### Given instruction
Reproduce each of the rows below word for word, without altering anything.

### Records for the task
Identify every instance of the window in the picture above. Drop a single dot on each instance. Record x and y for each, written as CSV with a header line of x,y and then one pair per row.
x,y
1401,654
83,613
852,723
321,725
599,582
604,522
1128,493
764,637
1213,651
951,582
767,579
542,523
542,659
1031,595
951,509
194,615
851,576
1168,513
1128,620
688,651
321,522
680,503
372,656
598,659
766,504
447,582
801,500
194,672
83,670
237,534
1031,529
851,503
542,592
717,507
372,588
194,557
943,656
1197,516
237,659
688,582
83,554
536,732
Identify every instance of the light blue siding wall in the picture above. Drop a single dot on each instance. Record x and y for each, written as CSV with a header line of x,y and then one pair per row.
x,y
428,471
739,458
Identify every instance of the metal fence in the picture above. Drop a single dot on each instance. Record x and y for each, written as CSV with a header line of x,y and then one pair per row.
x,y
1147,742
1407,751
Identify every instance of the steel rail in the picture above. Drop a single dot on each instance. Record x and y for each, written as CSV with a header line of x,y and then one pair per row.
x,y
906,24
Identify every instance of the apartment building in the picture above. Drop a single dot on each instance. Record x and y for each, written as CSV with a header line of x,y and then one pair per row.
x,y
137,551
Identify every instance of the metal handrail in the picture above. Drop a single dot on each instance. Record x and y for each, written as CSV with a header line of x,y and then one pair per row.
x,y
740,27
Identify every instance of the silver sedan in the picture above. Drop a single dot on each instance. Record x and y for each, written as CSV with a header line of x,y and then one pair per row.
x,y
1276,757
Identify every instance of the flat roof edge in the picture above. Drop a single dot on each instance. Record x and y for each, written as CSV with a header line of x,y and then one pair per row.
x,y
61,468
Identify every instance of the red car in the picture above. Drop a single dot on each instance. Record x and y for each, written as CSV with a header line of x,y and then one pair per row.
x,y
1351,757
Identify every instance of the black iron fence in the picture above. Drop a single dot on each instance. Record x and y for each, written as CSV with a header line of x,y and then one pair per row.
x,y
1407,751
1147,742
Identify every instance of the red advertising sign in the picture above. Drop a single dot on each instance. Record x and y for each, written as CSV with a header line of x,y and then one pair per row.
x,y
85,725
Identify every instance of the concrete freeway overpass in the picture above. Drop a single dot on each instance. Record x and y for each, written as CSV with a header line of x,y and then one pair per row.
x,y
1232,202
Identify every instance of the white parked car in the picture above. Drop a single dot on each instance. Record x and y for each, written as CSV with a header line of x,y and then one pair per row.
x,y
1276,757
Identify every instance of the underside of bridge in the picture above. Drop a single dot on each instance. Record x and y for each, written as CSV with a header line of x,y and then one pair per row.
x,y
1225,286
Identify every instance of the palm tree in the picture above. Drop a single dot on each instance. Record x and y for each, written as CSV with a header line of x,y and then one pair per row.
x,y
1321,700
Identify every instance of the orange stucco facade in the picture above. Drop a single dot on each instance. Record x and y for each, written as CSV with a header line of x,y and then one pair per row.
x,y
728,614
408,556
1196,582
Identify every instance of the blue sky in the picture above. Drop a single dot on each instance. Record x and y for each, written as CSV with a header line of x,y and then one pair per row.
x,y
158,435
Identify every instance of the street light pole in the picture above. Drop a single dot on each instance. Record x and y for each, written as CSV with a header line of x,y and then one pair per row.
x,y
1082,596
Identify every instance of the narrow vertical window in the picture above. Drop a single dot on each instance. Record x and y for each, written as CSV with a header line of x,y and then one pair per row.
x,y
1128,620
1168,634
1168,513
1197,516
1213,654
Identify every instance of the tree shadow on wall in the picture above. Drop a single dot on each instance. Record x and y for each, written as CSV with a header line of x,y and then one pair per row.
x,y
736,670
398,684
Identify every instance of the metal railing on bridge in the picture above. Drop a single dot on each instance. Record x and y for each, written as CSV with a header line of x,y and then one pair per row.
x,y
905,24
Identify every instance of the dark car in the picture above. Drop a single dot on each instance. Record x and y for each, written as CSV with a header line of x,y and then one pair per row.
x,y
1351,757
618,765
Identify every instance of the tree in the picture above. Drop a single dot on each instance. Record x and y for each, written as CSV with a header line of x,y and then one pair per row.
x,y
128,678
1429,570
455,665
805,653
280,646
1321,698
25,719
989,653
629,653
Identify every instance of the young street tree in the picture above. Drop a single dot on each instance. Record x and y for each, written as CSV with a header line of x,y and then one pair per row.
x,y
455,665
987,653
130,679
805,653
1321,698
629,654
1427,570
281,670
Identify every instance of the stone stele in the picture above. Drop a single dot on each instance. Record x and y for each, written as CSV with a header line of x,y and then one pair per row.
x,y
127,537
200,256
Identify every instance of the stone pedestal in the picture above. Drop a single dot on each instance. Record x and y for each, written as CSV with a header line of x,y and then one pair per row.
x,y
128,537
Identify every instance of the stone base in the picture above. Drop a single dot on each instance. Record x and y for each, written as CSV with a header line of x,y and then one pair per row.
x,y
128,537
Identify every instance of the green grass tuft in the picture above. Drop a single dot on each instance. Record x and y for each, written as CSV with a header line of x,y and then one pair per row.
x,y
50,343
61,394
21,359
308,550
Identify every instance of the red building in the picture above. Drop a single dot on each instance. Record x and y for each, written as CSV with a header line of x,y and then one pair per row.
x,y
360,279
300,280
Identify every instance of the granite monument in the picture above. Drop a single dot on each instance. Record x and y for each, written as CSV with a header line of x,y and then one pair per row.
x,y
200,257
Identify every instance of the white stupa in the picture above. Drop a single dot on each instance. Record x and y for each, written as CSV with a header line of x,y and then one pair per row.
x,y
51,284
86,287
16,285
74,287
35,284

### Solved problem
Identify every instance of the window in the picture above. Drop a single dot on each instance. Record x and y for each, written as CSV with a header line of x,y and then one pair per row.
x,y
1401,654
83,613
852,723
321,725
599,582
604,522
1128,493
764,637
1213,651
951,582
767,579
542,523
542,659
1031,595
951,509
194,615
851,576
1168,513
1128,620
688,651
321,522
680,503
372,656
598,659
766,504
447,582
801,500
194,672
83,670
237,534
1031,529
851,503
542,592
717,507
372,588
194,557
943,656
1197,516
237,659
688,582
83,554
536,732
Identify every instance of the light blue siding wall in the picture above. Drop a single dot on each instance. Record x and y for each, written as CSV with a header line of x,y and then one pair per row.
x,y
428,471
739,458
Identify every instance of the metal fence in the picture above. Drop a single dot on each instance. Record x and y for each, written as CSV with a header line of x,y and then one pair per row.
x,y
1147,742
1407,751
Identify every instance of the steel rail in the picture above. Drop a single dot on each instance. Record x and y for each, written as CSV with a header line of x,y and then one pair per row.
x,y
906,24
Identify every instance of the apartment building in the picture above. Drop a single dot on each instance. Record x and y for each, written as CSV with a header line of x,y and then one pair per row.
x,y
137,551
Identify every instance of the metal handrail in the picture above. Drop a single dot on each instance. Record x and y for each, written as CSV with a header line of x,y and then one pair per row.
x,y
740,27
Identify every instance of the silver sedan in the picture above. Drop a single dot on each instance. Record x and y for each, written as CSV with a header line of x,y and then one pair per row.
x,y
1276,757
Identify every instance of the flat roof edge in the picture above. Drop a single dot on each instance. Record x and y for each, written as CSV with a header line of x,y and then one pair per row.
x,y
61,468
Identify every instance of the red car in the picture above. Drop a single dot on each instance. Record x and y for each, written as CSV with a header line of x,y and then one pair per row.
x,y
1351,757
Identify every instance of the black iron fence in the picture above. Drop a single dot on each instance. Record x and y for each, written as CSV with a header line of x,y and then one pair per row.
x,y
1407,751
1147,742
Identify every instance of the red advertising sign in the picture above. Drop a single dot on each instance. Record x and y for each, written as CSV with a header line of x,y and then one pair per row.
x,y
85,725
Identify every instance of the concrete freeway overpass in the picture above. Drop a single dot on each instance. Record x and y for each, written as CSV with a header line of x,y and then one pair per row.
x,y
1232,202
Identify every instance of the white parked car in the picture above. Drop a single dot on each instance. Record x and y for each, written as CSV with a header line of x,y and then one pair per row.
x,y
1276,757
Identify every instance of the underside of bridge in the picture above. Drop a single dot on each instance. Record x and y for each, written as CSV with a header line of x,y and then one pair per row.
x,y
1225,286
Identify every instance of the palm tree in the picture above. Drop a single dot on each instance. Record x and y for each, written as CSV with a header line of x,y and then one pair per row.
x,y
1321,700
Identify every instance of the orange stucco facade in the picture above. Drop a single dot on each instance. Record x and y for each, written as CSV with a header line of x,y and then one pair per row.
x,y
728,614
408,556
1196,582
Identify every instance of the blue sky in the picture above. Drop a single dot on each instance. Record x and y for each, written as CSV with a header line of x,y and then one pair per row.
x,y
158,435
Identify every instance of the street light pole in the picture above. Drop a single dot on each instance. Record x and y for each, written as CSV with a header line of x,y and then one pair per row.
x,y
1082,596
Identify every instance of the narrow vertical window in the picture above. Drop a single dot on each instance. Record x and y for each, written as CSV with a header line of x,y and then one pair per row.
x,y
1128,620
1168,634
1168,513
1197,516
1213,654
Identify every instance of the tree shadow on wall in the picture above. Drop a single dot on each instance. Record x and y for each, written as CSV with a header line of x,y and then one pair per row.
x,y
736,670
398,684
Identify every instance of the metal railing on bridge in the picture above. Drop a single dot on each instance. Record x and y for each, written as CSV with a header line of x,y and then one pair per row.
x,y
905,24
Identify every instance of the dark car in the picture above. Drop a single dot on each instance. Record x and y for each, written as CSV with a header line of x,y and then one pair per row.
x,y
1351,757
618,765
Identify every instance of the tree in the picture above. Drop a single dot on each instance. Record x and y for each, written as CSV with a header line of x,y and then one pair per row.
x,y
128,678
1429,570
455,665
805,653
280,646
1321,698
25,719
989,653
629,653
Identify every instance of the young street tree in the picture above. Drop a single dot on each instance. Record x and y for each, written as CSV with a header line of x,y and then one pair per row.
x,y
455,665
987,653
130,679
805,653
1321,698
629,654
1427,570
281,670
Identify every instance of the stone stele in the picture above. Drop a single dot on each instance. Record x and y for each, written as CSV with a header line of x,y and then one pair per row.
x,y
127,537
200,256
Identify every instance of the stone pedestal in the picture above. Drop a single dot on each instance. Record x and y for each, written as CSV with a header line of x,y and then one pair per row.
x,y
128,537
Identify every instance of the stone base in the picture above. Drop a single dot on each instance. Record x and y for each, written as CSV with a header line of x,y and then one pair per row.
x,y
128,537
Identify every instance of the green grass tuft in the picture above. Drop a single dot on each instance. Record x and y for each, written as CSV with a header line of x,y and then one pair per row.
x,y
50,343
61,394
21,359
308,550
Identify every instance of the red building in the picture above. Drop a single dot on each instance. Record x and y for each, written as CSV with a header line of x,y and then one pair per row.
x,y
360,279
300,280
Identify every instance of the granite monument in the picture above. Drop a single dot on each instance. Record x and y for each, written as CSV with a header line of x,y and then one pair per row.
x,y
200,257
Identify every instance of the white stupa in the picture above. Drop a single dot on each instance. Record x and y for each, written as CSV with a header line of x,y and then one pair per row.
x,y
51,284
86,287
16,285
74,287
35,284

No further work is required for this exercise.